» **What the exercise asks**
Copy out all of the data that follows, exactly as it appears.

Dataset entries
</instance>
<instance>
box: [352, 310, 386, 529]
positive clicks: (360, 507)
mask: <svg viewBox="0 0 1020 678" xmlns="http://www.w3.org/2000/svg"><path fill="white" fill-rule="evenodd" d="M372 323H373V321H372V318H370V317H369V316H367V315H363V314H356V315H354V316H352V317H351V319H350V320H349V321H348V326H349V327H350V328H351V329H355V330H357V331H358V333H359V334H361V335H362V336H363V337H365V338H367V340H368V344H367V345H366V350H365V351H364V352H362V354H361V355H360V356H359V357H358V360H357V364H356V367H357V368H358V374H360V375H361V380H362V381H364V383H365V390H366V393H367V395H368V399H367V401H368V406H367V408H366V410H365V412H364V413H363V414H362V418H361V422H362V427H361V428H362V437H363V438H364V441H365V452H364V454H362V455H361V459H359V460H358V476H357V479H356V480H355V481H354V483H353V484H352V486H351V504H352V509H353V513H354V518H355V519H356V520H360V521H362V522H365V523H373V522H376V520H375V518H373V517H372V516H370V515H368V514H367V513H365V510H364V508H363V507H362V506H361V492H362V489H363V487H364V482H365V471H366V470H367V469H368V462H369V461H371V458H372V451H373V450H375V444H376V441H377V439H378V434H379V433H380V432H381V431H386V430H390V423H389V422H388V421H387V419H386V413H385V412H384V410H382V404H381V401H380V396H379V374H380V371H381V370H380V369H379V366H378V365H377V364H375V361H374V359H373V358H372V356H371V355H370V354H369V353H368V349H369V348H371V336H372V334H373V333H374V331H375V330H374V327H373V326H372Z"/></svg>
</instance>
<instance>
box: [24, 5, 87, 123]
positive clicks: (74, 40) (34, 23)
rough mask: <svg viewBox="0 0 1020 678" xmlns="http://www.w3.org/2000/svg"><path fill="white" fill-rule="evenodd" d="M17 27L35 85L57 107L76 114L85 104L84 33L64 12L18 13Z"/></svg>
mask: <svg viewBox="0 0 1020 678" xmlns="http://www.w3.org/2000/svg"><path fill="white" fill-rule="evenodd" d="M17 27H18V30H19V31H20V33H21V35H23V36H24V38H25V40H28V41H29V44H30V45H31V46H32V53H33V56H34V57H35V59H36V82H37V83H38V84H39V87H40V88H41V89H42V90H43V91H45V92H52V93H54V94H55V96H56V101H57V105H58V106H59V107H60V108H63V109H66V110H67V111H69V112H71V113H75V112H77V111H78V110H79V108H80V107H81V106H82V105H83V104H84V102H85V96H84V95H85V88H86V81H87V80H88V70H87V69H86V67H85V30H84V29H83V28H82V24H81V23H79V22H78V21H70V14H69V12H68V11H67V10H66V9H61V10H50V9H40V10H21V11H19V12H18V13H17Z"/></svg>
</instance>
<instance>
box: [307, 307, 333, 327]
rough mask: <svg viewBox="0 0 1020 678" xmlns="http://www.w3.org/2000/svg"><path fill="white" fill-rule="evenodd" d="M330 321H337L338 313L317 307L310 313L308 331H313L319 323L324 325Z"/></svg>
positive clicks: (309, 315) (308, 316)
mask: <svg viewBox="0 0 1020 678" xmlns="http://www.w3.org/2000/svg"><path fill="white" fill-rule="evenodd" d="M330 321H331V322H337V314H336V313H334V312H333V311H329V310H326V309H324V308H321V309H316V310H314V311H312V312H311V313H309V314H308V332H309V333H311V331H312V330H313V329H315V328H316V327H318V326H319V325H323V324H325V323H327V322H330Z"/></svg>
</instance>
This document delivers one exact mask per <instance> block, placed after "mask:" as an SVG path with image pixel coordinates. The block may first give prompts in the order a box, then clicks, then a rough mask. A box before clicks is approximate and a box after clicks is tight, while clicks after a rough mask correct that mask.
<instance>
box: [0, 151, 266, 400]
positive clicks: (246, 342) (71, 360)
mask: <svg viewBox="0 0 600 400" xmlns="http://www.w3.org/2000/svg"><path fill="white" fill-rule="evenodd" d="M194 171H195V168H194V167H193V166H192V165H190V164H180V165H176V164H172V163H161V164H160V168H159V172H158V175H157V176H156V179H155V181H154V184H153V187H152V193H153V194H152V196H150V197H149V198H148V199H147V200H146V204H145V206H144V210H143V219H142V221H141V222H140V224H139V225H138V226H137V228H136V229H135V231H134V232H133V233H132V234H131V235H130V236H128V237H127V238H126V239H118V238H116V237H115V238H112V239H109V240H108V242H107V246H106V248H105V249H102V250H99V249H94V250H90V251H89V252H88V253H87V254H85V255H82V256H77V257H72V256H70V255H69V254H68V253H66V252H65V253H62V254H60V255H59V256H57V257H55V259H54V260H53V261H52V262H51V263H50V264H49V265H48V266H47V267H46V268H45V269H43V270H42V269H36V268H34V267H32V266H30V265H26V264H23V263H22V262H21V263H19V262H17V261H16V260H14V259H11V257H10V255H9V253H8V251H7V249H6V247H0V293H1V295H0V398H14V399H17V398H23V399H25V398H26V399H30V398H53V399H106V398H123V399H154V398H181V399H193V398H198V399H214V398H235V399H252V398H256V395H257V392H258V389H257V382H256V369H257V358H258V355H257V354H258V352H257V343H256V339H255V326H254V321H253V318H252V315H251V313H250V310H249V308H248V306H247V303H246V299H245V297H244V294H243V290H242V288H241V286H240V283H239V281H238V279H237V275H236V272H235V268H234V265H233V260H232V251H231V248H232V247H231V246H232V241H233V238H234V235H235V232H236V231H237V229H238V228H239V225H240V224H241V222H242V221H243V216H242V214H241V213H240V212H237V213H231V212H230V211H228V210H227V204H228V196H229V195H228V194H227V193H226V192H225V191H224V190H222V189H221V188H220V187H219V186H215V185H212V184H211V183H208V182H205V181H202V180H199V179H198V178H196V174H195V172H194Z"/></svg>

» **Answer to this exercise**
</instance>
<instance>
box: [352, 310, 386, 529]
positive clicks: (360, 507)
mask: <svg viewBox="0 0 1020 678" xmlns="http://www.w3.org/2000/svg"><path fill="white" fill-rule="evenodd" d="M372 323H373V321H372V318H370V317H369V316H367V315H363V314H356V315H354V316H352V317H351V319H350V320H349V321H348V326H349V327H350V328H351V329H355V330H357V331H358V333H359V334H361V335H362V336H363V337H365V338H367V340H368V344H367V345H366V350H365V351H364V352H362V354H361V355H360V356H359V357H358V360H357V364H356V367H357V368H358V374H360V375H361V380H362V381H364V383H365V390H366V393H367V395H368V399H367V401H368V406H367V408H366V410H365V412H364V413H363V414H362V418H361V422H362V427H361V428H362V437H363V438H364V441H365V452H364V454H362V455H361V459H359V460H358V476H357V479H356V480H355V481H354V483H353V484H352V486H351V504H352V509H353V513H354V518H355V519H356V520H360V521H362V522H365V523H373V522H376V520H375V518H373V517H372V516H370V515H368V514H367V513H365V510H364V508H363V507H362V506H361V492H362V489H363V487H364V482H365V471H366V470H367V469H368V462H369V461H371V458H372V451H373V450H375V444H376V441H377V439H378V434H379V433H380V432H381V431H386V430H390V423H389V422H388V421H387V419H386V413H385V412H384V410H382V404H381V401H380V396H379V374H380V371H381V370H380V369H379V366H378V365H377V364H375V361H374V359H373V358H372V356H371V355H370V354H369V353H368V349H369V348H371V336H372V334H373V333H374V331H375V330H374V327H373V326H372Z"/></svg>
</instance>
<instance>
box: [24, 5, 87, 123]
positive clicks: (74, 40) (34, 23)
rough mask: <svg viewBox="0 0 1020 678" xmlns="http://www.w3.org/2000/svg"><path fill="white" fill-rule="evenodd" d="M17 27L35 85L57 107L76 114L85 104L84 33L64 12L18 13Z"/></svg>
mask: <svg viewBox="0 0 1020 678" xmlns="http://www.w3.org/2000/svg"><path fill="white" fill-rule="evenodd" d="M17 27H18V30H19V31H20V33H21V35H23V36H24V38H25V40H28V41H29V44H30V45H31V46H32V53H33V56H34V57H35V59H36V82H37V83H38V84H39V87H40V88H41V89H42V90H43V91H45V92H52V93H54V94H55V96H56V101H57V105H58V106H59V107H60V108H63V109H66V110H67V111H69V112H71V113H75V112H77V111H78V110H79V108H80V107H81V106H82V105H83V104H84V102H85V96H84V95H85V88H86V81H87V80H88V70H87V69H86V67H85V30H84V29H83V28H82V24H81V23H79V22H78V21H70V14H69V12H68V11H67V10H66V9H61V10H50V9H40V10H21V11H19V12H18V13H17Z"/></svg>
</instance>
<instance>
box: [307, 307, 333, 327]
rough mask: <svg viewBox="0 0 1020 678" xmlns="http://www.w3.org/2000/svg"><path fill="white" fill-rule="evenodd" d="M330 321H337L338 313L317 307L310 313L308 331H313L319 323L324 325Z"/></svg>
positive clicks: (309, 315) (308, 316)
mask: <svg viewBox="0 0 1020 678" xmlns="http://www.w3.org/2000/svg"><path fill="white" fill-rule="evenodd" d="M330 321H331V322H337V314H336V313H334V312H333V311H329V310H326V309H324V308H321V309H316V310H314V311H312V312H311V313H309V314H308V332H309V333H311V331H312V330H313V329H315V328H316V327H318V326H319V325H323V324H325V323H327V322H330Z"/></svg>
</instance>
This document delivers one exact mask per <instance> block, placed after "mask:" as an SVG path with image pixel coordinates. The block may first give prompts in the order a box, then clicks, then a rough mask. A box before clicks is approximate and a box after clicks is tight, while clicks after a rough mask correct that mask.
<instance>
box: [0, 151, 266, 400]
positive clicks: (246, 342) (71, 360)
mask: <svg viewBox="0 0 600 400" xmlns="http://www.w3.org/2000/svg"><path fill="white" fill-rule="evenodd" d="M194 171H195V168H194V167H193V166H192V165H190V164H180V165H176V164H172V163H161V164H160V168H159V172H158V175H157V176H156V179H155V181H154V184H153V187H152V193H153V194H152V196H150V197H149V198H148V199H147V200H146V204H145V206H144V210H143V219H142V221H141V222H140V224H139V225H138V226H137V228H136V229H135V231H134V232H133V233H132V234H131V235H130V236H128V237H127V238H126V239H118V238H116V237H115V238H112V239H109V240H108V242H107V246H106V248H105V249H102V250H99V249H94V250H90V251H89V252H88V253H87V254H85V255H82V256H77V257H72V256H70V255H69V254H68V253H66V252H65V253H62V254H60V255H59V256H57V257H55V259H54V260H53V261H52V262H51V263H50V264H49V265H48V266H47V267H46V268H45V269H43V270H42V269H36V268H34V267H32V266H30V265H26V264H23V263H22V262H21V263H19V262H17V261H16V260H14V259H11V257H10V255H9V253H8V251H7V249H6V247H0V293H1V295H0V398H14V399H17V398H23V399H25V398H26V399H30V398H53V399H106V398H123V399H154V398H181V399H193V398H198V399H214V398H235V399H252V398H256V395H257V392H258V389H257V382H256V369H257V358H258V355H257V354H258V352H257V343H256V339H255V326H254V321H253V318H252V315H251V313H250V310H249V308H248V306H247V303H246V299H245V297H244V294H243V290H242V288H241V286H240V283H239V281H238V279H237V275H236V272H235V268H234V265H233V260H232V251H231V248H232V247H231V246H232V241H233V238H234V235H235V232H236V231H237V229H238V228H239V225H240V224H241V222H242V221H243V216H242V214H241V213H240V212H237V213H231V212H230V211H228V210H227V204H228V196H229V195H228V194H227V193H226V192H225V191H224V190H222V189H221V188H220V187H219V186H215V185H212V184H211V183H208V182H205V181H202V180H199V179H198V178H196V174H195V172H194Z"/></svg>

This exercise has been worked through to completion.